Copy the rows word for word, from the first line through the line with "Target: wicker basket".

:: RECORDS SHOWN ::
+---+

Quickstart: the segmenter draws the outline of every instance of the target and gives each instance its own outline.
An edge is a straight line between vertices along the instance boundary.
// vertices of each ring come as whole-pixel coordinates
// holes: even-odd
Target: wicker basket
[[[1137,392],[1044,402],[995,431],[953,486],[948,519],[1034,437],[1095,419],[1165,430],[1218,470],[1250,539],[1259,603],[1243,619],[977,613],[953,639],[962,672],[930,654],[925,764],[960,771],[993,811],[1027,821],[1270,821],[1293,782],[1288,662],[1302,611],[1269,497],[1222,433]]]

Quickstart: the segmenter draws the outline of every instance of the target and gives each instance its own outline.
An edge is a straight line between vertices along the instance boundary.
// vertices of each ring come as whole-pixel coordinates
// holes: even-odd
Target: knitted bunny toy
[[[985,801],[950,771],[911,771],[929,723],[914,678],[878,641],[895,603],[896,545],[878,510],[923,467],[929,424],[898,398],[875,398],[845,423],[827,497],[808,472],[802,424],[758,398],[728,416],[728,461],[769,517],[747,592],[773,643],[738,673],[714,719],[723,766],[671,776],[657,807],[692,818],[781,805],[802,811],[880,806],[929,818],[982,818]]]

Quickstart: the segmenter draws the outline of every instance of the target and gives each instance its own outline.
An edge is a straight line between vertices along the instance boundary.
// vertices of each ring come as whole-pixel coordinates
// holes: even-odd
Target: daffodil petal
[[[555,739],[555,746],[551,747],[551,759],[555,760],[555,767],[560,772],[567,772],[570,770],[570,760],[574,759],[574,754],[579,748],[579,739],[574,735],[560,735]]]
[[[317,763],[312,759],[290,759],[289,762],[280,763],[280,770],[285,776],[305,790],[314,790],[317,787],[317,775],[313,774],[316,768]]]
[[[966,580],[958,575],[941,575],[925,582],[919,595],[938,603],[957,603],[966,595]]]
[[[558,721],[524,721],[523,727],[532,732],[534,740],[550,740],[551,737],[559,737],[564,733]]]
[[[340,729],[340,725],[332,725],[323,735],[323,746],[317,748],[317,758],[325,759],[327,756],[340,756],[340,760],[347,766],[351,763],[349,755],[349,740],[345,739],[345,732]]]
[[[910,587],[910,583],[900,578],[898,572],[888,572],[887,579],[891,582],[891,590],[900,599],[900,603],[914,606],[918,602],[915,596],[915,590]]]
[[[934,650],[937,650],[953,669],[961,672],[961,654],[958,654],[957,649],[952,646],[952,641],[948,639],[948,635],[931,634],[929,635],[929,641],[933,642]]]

+---+

:: IN RESPONSE ::
Quickstart: the segmenter draws the outline of every instance of the target and gives each instance its own outline.
An edge is a straight line between vertices along the instance boundary.
// vertices of each ring come as whole-pixel coordinates
// holes: even-odd
Target: wicker basket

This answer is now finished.